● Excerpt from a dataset

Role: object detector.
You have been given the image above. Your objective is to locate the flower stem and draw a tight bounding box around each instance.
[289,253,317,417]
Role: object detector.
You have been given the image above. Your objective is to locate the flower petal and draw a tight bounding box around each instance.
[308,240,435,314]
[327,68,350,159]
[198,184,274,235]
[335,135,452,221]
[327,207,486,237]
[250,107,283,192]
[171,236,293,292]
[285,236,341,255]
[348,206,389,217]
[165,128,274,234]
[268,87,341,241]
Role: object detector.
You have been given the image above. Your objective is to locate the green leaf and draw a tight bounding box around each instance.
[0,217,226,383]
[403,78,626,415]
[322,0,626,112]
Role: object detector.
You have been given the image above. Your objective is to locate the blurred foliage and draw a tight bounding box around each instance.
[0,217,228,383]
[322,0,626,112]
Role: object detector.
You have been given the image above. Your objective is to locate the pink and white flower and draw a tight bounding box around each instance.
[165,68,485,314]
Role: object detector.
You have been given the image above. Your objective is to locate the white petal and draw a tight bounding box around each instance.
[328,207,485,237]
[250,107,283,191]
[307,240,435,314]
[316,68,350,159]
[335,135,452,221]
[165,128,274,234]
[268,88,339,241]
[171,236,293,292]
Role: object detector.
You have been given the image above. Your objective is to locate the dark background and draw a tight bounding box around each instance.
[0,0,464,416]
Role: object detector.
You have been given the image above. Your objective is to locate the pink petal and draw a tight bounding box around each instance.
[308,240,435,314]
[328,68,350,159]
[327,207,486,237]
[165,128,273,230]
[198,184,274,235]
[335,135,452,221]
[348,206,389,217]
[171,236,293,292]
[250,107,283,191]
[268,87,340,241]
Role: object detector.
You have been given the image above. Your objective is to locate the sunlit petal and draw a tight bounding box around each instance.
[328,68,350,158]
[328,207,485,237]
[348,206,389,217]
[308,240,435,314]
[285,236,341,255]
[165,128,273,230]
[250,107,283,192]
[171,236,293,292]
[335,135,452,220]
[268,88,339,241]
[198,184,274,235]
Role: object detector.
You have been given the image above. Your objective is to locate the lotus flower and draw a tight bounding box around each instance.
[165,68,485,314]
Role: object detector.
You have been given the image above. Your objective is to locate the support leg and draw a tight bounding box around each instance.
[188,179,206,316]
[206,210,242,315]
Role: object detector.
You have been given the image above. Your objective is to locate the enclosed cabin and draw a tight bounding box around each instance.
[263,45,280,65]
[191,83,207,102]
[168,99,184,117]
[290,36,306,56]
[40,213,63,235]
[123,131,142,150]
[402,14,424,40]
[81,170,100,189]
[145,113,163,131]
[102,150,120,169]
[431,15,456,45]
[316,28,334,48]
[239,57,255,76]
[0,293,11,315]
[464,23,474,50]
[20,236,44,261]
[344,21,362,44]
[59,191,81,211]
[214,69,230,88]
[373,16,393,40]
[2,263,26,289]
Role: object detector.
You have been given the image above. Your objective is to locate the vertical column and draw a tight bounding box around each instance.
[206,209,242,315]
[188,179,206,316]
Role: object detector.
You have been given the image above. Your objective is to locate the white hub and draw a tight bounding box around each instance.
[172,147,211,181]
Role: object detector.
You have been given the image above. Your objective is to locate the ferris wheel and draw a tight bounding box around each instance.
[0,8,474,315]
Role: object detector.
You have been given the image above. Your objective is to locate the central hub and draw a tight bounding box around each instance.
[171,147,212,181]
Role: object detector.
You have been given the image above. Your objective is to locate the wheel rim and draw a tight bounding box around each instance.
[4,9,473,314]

● Work to be completed
Revise the data above by substituting "precise bounding box" for every occurrence of "tight bounding box", leaving all other text unchanged.

● Result for this exercise
Role: object detector.
You have been given the image above. Your objective is to locate the flower stem and draw a precise bounding box around each instance.
[289,253,317,417]
Role: object detector.
You have been given the image above. Your objective is to locate the flower petal and draw a precise bounding box around each instance.
[308,240,435,314]
[327,68,350,159]
[198,184,274,235]
[335,135,452,221]
[327,207,486,237]
[250,107,283,192]
[171,236,293,292]
[285,236,341,255]
[348,206,389,217]
[165,128,274,234]
[268,87,341,241]
Role: object detector.
You have been given the image above. Your objective is to locate the green leaf and draw a precise bounding box around each instance.
[0,217,226,383]
[403,78,626,415]
[322,0,626,112]
Role: object detector.
You have been given the image above. Your objective is to locate the blurred foliage and draw a precise bounding box around each instance.
[0,217,228,383]
[322,0,626,112]
Role: object detector.
You have been given the image above. Your objective is to locate the pink and white flower and draw a precise bounding box around each instance.
[165,68,485,314]
Role: object detector.
You have been given the image above. Your objective is to locate the white petal and draw a precise bounding box around each instance.
[328,207,485,237]
[250,107,283,191]
[307,240,435,314]
[316,68,350,159]
[335,135,452,221]
[165,128,274,234]
[268,88,339,241]
[171,236,293,292]
Role: object detector.
You have been given the image above. Your objective is to locate the dark background and draw a precise bounding box around each instance.
[0,0,464,416]
Role: object detector.
You have been given the image above. Your objective is to locate the pink petal and draw a precise bounding box around each instance.
[308,240,435,314]
[328,68,350,159]
[327,207,486,237]
[165,128,273,230]
[198,184,274,235]
[335,135,452,221]
[348,206,389,217]
[171,236,293,292]
[250,107,283,191]
[268,87,340,241]
Role: object detector.
You have been given the image above. Your objective is to locate the sunlit petal and draw a precise bounding box around each instance.
[328,68,350,158]
[328,207,485,237]
[348,206,389,217]
[308,240,435,314]
[285,236,341,255]
[165,128,273,230]
[250,107,283,192]
[171,236,293,292]
[335,135,452,220]
[268,88,339,241]
[198,184,274,235]
Role: object detector.
You have been given the image above. Your objective is to locate the lotus flower and draw a precise bounding box around each instance.
[165,68,485,314]
Role: object detector.
You have been given the image above. Your objective is to locate the support leg and draw a precise bounding box around each instance.
[188,179,206,316]
[206,210,242,315]
Role: object detector.
You have been given the image above. Your objective is to locate the enclosed cabin and draw a precise bounding box around each instance.
[263,45,280,65]
[191,83,207,102]
[168,99,184,117]
[290,36,306,56]
[40,213,63,235]
[123,131,142,150]
[402,14,424,40]
[81,170,100,189]
[145,113,163,131]
[102,150,120,169]
[431,15,456,45]
[316,28,334,48]
[239,57,255,76]
[0,293,11,315]
[464,23,474,50]
[20,236,44,261]
[344,21,362,44]
[59,191,81,211]
[214,69,230,88]
[373,16,393,40]
[2,263,26,289]
Role: object detector.
You have been given the image above. Your objective is to locate the vertical column and draw a precise bounding box around each instance.
[206,209,242,315]
[188,179,206,316]
Role: object detector.
You have been given the image above. Your objective is to locate the white hub and draw a precise bounding box around each instance.
[172,147,211,181]
Role: object detector.
You have been given the image above. Your objective is to locate the ferris wheel and draw a precise bounding box around each instance.
[0,8,474,315]
Role: object detector.
You have been given the image above. Your objective is to locate the central hub and draw a precise bounding box around each instance.
[171,147,212,181]
Role: object detector.
You have been given the image above. Your objective is to locate the wheel rim and draw a precise bounding box around each instance.
[4,9,473,314]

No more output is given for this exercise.